> [GOAL OF THE EXERCISE]:
Find every line in the rows below that contains the string "stone", treating uppercase and lowercase as different, and copy each one out.

===== RECORDS FOR THE EXERCISE

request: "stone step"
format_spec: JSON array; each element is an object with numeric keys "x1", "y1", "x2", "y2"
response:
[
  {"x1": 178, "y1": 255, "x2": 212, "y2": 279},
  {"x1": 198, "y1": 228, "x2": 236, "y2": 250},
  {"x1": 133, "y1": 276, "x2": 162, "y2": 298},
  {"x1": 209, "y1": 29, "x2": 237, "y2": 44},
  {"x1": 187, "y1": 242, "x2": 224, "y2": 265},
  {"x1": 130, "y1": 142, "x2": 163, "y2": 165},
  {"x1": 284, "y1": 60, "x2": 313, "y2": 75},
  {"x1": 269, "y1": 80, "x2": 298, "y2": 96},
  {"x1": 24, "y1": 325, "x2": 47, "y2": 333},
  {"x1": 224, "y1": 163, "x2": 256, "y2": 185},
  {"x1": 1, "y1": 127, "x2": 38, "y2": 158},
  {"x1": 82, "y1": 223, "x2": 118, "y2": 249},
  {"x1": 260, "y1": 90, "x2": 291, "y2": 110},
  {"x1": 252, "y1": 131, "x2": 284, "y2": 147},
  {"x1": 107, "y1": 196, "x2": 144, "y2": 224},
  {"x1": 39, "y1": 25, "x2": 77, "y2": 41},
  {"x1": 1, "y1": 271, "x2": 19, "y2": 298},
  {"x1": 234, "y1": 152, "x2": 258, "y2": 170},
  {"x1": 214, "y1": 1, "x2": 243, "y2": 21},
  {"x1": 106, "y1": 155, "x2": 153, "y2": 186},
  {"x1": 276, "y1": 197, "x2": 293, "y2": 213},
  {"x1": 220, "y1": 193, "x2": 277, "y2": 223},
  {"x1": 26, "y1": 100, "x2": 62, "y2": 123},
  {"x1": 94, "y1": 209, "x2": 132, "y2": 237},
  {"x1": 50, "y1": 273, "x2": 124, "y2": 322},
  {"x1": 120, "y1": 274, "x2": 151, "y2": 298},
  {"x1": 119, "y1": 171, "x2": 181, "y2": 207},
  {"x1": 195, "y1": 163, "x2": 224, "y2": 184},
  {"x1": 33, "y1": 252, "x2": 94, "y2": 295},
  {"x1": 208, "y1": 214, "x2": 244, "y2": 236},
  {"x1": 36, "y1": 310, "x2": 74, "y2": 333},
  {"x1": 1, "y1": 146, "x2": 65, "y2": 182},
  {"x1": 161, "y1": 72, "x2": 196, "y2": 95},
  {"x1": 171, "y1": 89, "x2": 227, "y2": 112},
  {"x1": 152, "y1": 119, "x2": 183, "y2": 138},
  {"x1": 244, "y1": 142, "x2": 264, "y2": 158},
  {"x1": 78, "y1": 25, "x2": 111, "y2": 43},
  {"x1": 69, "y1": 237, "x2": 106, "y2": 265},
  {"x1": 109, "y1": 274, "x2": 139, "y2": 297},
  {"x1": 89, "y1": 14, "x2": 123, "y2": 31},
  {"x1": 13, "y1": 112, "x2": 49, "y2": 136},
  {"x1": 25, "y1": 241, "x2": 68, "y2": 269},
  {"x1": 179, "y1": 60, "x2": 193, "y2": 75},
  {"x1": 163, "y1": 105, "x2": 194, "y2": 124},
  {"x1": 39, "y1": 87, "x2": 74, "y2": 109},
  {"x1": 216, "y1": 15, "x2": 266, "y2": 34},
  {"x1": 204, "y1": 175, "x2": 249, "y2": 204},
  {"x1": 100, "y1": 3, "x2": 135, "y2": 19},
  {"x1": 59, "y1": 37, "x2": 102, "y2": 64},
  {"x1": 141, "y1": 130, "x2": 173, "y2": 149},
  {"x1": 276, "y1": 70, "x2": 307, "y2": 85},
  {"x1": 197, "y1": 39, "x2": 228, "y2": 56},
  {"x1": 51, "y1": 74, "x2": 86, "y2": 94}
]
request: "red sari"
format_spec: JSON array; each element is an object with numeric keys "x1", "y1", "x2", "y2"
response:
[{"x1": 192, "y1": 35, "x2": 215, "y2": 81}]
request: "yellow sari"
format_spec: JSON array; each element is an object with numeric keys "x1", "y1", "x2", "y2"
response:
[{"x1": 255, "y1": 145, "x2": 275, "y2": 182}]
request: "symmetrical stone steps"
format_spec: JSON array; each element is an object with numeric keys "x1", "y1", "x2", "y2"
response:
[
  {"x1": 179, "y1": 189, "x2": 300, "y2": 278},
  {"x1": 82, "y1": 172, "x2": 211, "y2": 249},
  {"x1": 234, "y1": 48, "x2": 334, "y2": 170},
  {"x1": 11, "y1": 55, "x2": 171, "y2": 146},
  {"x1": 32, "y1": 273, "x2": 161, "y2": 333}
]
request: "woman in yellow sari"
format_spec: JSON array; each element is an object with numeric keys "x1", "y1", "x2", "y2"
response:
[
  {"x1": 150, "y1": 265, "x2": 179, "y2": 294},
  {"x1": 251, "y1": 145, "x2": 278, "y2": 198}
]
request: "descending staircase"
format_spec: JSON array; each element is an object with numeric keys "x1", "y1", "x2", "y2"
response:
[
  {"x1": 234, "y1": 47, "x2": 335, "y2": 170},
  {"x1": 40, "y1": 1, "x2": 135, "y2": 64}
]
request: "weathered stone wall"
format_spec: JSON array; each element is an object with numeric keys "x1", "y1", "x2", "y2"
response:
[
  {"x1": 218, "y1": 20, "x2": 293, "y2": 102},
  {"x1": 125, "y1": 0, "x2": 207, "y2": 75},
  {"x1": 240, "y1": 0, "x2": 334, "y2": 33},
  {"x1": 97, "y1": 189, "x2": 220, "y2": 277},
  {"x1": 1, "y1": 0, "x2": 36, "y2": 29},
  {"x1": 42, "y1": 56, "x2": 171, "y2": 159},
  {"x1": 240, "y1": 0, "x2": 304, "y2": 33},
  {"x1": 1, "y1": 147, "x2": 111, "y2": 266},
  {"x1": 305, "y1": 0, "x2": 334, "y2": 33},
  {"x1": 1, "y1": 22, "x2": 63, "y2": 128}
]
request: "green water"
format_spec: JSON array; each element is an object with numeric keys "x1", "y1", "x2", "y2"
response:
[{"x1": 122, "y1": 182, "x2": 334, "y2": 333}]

==========

> [SOLVED PROBLEM]:
request: "stone step"
request: "symmetrical stone steps"
request: "weathered stone wall"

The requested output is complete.